Extracted information

+ + + + +

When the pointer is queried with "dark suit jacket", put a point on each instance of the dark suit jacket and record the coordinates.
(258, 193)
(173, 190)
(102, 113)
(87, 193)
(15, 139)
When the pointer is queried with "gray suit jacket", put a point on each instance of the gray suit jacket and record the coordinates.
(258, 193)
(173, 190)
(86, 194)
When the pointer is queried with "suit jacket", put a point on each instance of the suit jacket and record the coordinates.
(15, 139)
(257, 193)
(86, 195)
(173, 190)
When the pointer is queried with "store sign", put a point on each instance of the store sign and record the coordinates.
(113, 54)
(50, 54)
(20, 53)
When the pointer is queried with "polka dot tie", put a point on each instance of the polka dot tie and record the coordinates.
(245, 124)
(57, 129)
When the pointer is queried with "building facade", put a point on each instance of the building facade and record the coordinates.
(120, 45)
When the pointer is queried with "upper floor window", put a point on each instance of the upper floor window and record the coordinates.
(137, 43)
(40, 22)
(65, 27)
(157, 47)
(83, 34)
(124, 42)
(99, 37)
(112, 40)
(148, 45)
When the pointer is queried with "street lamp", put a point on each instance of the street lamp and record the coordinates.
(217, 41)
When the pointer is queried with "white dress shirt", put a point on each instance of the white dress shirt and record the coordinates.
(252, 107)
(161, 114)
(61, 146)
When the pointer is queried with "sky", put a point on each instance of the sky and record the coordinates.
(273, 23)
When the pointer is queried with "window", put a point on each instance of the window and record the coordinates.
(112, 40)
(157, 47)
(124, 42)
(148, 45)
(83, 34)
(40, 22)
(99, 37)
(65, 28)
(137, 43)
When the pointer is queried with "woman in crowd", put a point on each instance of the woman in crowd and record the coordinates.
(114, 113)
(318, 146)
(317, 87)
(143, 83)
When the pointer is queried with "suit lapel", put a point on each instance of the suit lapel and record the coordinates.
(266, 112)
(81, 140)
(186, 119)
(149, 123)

+ + + + +

Written exercise
Repeat the material above in full, quoting it exactly.

Answer below
When the pointer is queried with "dark suit jacket", put a point on each instance of the dark suit jacket and record the coordinates.
(258, 193)
(173, 190)
(102, 113)
(87, 193)
(15, 139)
When the pointer is queried with "gray suit jacket", put a point on each instance of the gray suit jacket and record the coordinates.
(258, 193)
(173, 190)
(86, 194)
When the pointer is queried with "suit jacket", put a point on each instance of the suit jacket and record the coordinates.
(15, 139)
(257, 193)
(86, 195)
(173, 190)
When the pointer is queried with "store sign", put a point on each instance of the store sign and record the coordinates.
(113, 54)
(50, 54)
(20, 53)
When the pointer is queried with "polka dot tie", put a point on each instance of the polka dot tie and record the coordinates.
(245, 124)
(57, 129)
When the pointer is queried with "building facade", put a point on each instance of the building facade and record the coordinates.
(120, 45)
When the pointer is queried with "upper floor window", put a point on each instance of the upper floor window and record the coordinates.
(137, 43)
(40, 22)
(65, 27)
(157, 47)
(83, 34)
(124, 42)
(99, 37)
(112, 40)
(148, 45)
When the pointer is queried with "street lamp", put a point on each instance of the street lamp and record the coordinates.
(217, 41)
When the pointer is queried with "white dress shirt", put a point on each instance of the white dress shirt and record the coordinates.
(252, 107)
(161, 114)
(61, 146)
When the pointer is queried with "sky", put a point on each instance of the sky and record the coordinates.
(273, 23)
When the pointer is queried with "window", put a point on each instance of the window and record the coordinates.
(112, 40)
(157, 47)
(124, 42)
(148, 45)
(83, 34)
(40, 22)
(99, 37)
(65, 28)
(137, 43)
When the pointer is queried with "woman in crowd", put a point on each instance of the woman in crowd and record the coordinates.
(114, 113)
(318, 146)
(317, 87)
(143, 83)
When the pointer is queried with "suit lapel", put a point on each instance of the suit lapel and record the coordinates.
(266, 112)
(81, 140)
(186, 119)
(149, 123)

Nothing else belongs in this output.